>> Start Text section
When I write posts about how approximately 50% of our budget is dedicated to savings–and extra debt repayment–I want to take a victory lap around the table and send myself all sorts of celebratory GIFs. Truth be told, sometimes I do. But based on the number crunching that we’ve been doing lately, it seems the confetti may have come out too soon.
Saving half is powerful. Saving half lets you accelerate debt payment, fully fund retirement vehicles, and do all sorts of other essential money things. But saving half doesn’t let you live on one income. At least not always and certainly not in our case.
I make more money than my husband, and I likely always will. He works so hard to close the gap by coaching throughout the entire school year, and he even begrudgingly went back to school once he realized that the only real way to get a raise in education is to learn more buy it. But the cold, hard truth is that I outearn him not only because my district pays slightly better and I have more degrees, but largely because I have two extra years on a salary schedule than he does.
So while saving half of our income has unlocked some amazing financial freedoms for us, there’s one door that we can’t quite jimmy open: covering my maternity leave. For the three months that I am out on FMLA leave, we can cover most of our needs and wants through his regular paychecks but not all of them. And we certainly can’t double or triple our mortgage payments or sock money away in our Roths like we normally do.
Don’t get me wrong. We’ll make it through this leave just fine. In fact, he still has one season of coaching to be paid for this school year, and that extra income will be more than enough to cover those needs and wants while I’m not working. The extra savings and emergency fund that we have, plus the really excellent advice from you all, makes me feel more confident about this number crunching than I ever thought possible.
But I do worry. I don’t worry as much about getting through those three months financially, but I wonder a lot about them emotionally. We don’t talk about the disparity between our paychecks with other people very much, and I certainly haven’t ever addressed the topic here. It makes my husband really uncomfortable, and now that I’m in a position where I won’t be making any income for three months, I can absolutely see why. It’s hard to prove to someone that their worth exists outside their income in today’s world.
To put us on a more level playing field financially, he’s constantly offering to do more coaching or refereeing on weekends, but I value our time together–and his incredible ability to fix all the things–even more. If the basement wall pees itself when it’s raining really hard or the disposal throws up in the sink when the dishwasher runs, I can mitigate the disaster temporarily, but he actually solves the problems.
I can only imagine how things will feel when Half Penny is added to the mix. Him being gone for 10-12 hours a day will be hard enough. I’m not willing to send him away on weekends, too, especially not when there’s a baby to love and actual pee and throw up to address.
It’s true that in our situation, living on 50% isn’t everything. But saving half now is what will allow us to float my maternity leave later. Barring any wildly unexpected circumstances, there won’t be credit card debt, there won’t be new loans, and there won’t be unpaid bills. And that’s really something.
So Tell Me…Do you save half? Have you ever thought about what 50% means when your incomes aren’t equal?
Des @ Half Banked
Oh my gosh Penny I love this! Great minds on topics today eh?
>> End Text section
>> Start Provided records
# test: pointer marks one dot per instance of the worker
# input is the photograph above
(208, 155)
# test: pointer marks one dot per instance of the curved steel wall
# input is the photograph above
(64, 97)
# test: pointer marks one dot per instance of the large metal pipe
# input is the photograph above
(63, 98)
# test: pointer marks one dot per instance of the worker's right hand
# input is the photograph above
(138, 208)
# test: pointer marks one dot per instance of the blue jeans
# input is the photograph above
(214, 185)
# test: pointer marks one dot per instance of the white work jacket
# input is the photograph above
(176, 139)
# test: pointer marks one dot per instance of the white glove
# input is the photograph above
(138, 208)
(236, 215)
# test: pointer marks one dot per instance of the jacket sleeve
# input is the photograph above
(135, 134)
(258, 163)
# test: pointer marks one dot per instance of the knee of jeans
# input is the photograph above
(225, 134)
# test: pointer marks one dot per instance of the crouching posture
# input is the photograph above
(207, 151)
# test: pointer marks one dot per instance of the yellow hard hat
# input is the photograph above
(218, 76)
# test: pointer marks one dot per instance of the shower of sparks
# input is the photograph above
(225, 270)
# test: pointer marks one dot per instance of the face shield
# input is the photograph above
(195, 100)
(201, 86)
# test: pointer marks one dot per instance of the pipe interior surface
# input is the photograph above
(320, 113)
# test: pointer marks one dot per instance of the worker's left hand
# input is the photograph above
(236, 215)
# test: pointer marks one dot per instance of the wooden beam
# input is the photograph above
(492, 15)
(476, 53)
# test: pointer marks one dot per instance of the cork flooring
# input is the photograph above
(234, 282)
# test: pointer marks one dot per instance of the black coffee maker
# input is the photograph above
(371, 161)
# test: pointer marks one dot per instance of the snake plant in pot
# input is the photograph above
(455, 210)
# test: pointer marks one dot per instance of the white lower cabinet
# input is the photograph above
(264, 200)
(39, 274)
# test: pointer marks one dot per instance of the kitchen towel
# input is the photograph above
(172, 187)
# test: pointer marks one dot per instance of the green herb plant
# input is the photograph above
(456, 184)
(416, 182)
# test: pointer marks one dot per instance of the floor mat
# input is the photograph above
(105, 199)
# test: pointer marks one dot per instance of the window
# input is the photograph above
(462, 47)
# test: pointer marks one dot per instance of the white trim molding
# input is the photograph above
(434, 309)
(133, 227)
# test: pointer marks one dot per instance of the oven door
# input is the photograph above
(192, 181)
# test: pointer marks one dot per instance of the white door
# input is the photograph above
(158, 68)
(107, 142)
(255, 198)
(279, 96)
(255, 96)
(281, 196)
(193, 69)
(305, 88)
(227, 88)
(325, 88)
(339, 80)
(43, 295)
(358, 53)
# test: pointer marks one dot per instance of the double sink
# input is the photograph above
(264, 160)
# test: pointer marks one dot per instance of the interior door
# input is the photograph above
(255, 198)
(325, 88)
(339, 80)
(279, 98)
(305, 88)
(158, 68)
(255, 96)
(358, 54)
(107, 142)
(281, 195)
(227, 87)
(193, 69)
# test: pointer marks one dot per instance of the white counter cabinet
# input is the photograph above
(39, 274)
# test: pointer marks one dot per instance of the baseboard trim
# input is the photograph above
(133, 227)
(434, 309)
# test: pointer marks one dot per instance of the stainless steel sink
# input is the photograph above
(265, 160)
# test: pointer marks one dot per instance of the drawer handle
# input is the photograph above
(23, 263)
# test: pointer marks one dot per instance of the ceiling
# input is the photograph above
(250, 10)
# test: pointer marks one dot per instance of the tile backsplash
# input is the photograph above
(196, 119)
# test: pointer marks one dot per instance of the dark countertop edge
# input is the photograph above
>> End Provided records
(Written task 1): Repeat the records word for word, beginning with the line that contains "# test: pointer marks one dot per instance of the ceiling" and ending with the last line of the records.
(Written task 2): Pick up the text on saving half of a household income when two salaries are unequal, and continue it from its final sentence.
The text and the records bear no relation to one another.

(Task answer 1):
# test: pointer marks one dot per instance of the ceiling
# input is the photograph above
(250, 10)
# test: pointer marks one dot per instance of the tile backsplash
# input is the photograph above
(196, 119)
# test: pointer marks one dot per instance of the dark countertop edge
# input is the photograph above

(Task answer 2):
I have So Many Thoughts on the whole feelings side of the 50% – right now, I earn slightly less (but close!) to what my boyfriend makes, which I love because I feel like an equal-ish contributor… but I worry about how that part of me will take an ego hit when I go on mat leave someday, or go full-time freelance, or or or. There’s so many situations in which I could feasibly be making MUCH less in the future, and I worry that I’m not going to like it because of all the points you raised here.
There’s also the whole I’m-saving-this-much-to-buy-a-house-and-once-we-do-I-might-not-be-able-to-save-50% anymore thing, but that’s a post for another day, lol.
Penny
I loved your post, Des! But when do I not?!
It’s funny. I always knew how much it bothered him that I outearn him. What I never really stopped to consider was how proud I am of what I earn. The gigantic (and wonderful and perfect and all the baby squeals) wrench that I am throwing into our lives by going on this leave makes me so glad we’ve always done the “one pot” philosophy with our money. I’ll probably have to blog on that later.
Morgen
My husband makes about 50% of what I make, by the numbers. But we are just about equal by the books. 🙂
If you looked at just his hourly wage, it’s true that I bring in a lot of income in comparison. But once you actually look over the whole situation, including the additional costs for my business, my increased self employment taxes, the things he does at home that we would need to pay for if he didn’t have those skills to bring to the table, the pendulum starts to swing the other way and you could make a strong case that he is as responsible for the increase in our net worth each year as I am, possibly more.
I’m incredibly lucky that this is not an issue for him. He is confident in himself and proud to have a wife that successful. He is the best!
Penny
Morgen, That’s awesome! Sounds like a wonderful guy! And I do think I probably cost more, too 😉 You could certainly argue because I have more degrees that I’ve spent more!
Mr. P is hugely supportive and wonderful. He doesn’t see it as a competition at all, but I do think there are times he wishes he could do more. But honestly, I wrote more about this in the post about our house, he contributes far more to our marriage, I think. It’s not all about income!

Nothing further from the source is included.